** BEGIN Source excerpt **

Publication of Circular and Notice of EGM

RNS Number : 2325A
Amedeo Air Four Plus Limited
03 June 2016
 

Amedeo Air Four Plus Limited

3 June 2016

Publication of Circular AND NOTICE OF EXTRAORDINARY GENERAL MEETING

 

NOT FOR RELEASE, PUBLICATION OR DISTRIBUTION, DIRECTLY OR INDIRECTLY, IN WHOLE OR IN PART, TO US PERSONS OR INTO OR WITHIN THE UNITED STATES, AUSTRALIA, CANADA OR JAPAN OR, WITHIN THE EEA, OUTSIDE THE UNITED KINGDOM. THE INFORMATION CONTAINED HEREIN DOES NOT CONSTITUTE AN OFFER OF SECURITIES FOR SALE IN THE UNITED STATES, AUSTRALIA, CANADA, SOUTH AFRICA OR JAPAN OR ANY JURISDICTION IN WHICH SUCH AN OFFER OR SOLICITATION IS UNLAWFUL.

The Company has today published a shareholder circular (the "Circular") containing details of proposals for the Company to acquire, in accordance with its investment policy, two Boeing 777-300ERs for leasing to Emirates Airlines (the "Proposed Acquisitions").

A copy of the Circular is available on the Company's website: http://www.aa4plus.com/.

Shareholder approval by ordinary resolution is required by the Company's articles of incorporation in order to proceed with the Proposed Acquisitions described in the Circular. Accordingly, a notice convening an extraordinary general meeting of the Company (the "EGM") is included with the Circular.

At the EGM, to be held at 11:00 a.m. on 27 June 2016 Ground Floor, Dorey Court, Admiral Park, St Peter Port, Guernsey, GY1 2HT, a resolution will be put to Shareholders to approve the proposals with respect to the Proposed Investments set out in the Circular.

background to the proposed acquisitions

Since its successful initial public offering in May 2015, the Company has acquired six Airbus A380-800 aircraft (the "Current Assets"), each of which has been leased to Emirates Airlines ("Emirates") for a term of 12 years.

The Company has had full income generation since its launch and has paid dividends at its target rate of 2.0625 pence per Share per quarter each quarter since July 2015 (amounting to an annual income distribution of 8.25 pence per Share). The Company is also currently targeting a capital return of 143 pence per Share.

** END Source excerpt **
** BEGIN Entries provided **

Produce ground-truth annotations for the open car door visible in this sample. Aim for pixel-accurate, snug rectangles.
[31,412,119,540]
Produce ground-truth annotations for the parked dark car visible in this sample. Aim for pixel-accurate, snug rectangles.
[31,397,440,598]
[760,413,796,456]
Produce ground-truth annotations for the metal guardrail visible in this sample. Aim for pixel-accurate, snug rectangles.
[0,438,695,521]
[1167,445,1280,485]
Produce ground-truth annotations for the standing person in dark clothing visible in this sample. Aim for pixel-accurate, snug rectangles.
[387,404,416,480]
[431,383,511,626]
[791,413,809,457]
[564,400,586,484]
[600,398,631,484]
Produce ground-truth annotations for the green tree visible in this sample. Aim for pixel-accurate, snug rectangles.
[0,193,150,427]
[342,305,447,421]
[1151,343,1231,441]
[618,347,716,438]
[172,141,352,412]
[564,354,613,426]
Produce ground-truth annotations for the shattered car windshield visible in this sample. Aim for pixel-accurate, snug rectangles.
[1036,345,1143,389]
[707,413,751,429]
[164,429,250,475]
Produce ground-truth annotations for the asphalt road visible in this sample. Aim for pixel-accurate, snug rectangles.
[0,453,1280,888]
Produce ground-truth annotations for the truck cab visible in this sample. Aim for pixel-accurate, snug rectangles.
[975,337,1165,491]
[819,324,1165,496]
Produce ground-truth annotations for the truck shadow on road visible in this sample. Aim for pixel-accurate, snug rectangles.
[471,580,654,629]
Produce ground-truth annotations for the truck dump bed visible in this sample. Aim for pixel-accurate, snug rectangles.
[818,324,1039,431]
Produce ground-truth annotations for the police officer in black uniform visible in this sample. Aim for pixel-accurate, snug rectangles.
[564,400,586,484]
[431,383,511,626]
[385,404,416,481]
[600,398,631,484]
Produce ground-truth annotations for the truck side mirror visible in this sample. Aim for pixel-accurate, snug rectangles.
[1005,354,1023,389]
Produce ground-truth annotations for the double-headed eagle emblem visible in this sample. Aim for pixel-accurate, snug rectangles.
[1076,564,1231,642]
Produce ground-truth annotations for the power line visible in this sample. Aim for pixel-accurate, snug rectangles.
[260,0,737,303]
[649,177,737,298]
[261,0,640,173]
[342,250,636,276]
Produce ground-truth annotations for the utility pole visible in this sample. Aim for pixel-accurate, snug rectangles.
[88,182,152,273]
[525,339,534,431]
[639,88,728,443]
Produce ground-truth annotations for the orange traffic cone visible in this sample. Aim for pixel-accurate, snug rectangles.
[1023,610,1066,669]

** END Entries provided **

» Work to do
Output, word for word, the portion of the circular announcement that begins at the words "A copy of the" and stops after "with the Circular.".

» Written solution
A copy of the Circular is available on the Company's website: http://www.aa4plus.com/.

Shareholder approval by ordinary resolution is required by the Company's articles of incorporation in order to proceed with the Proposed Acquisitions described in the Circular. Accordingly, a notice convening an extraordinary general meeting of the Company (the "EGM") is included with the Circular.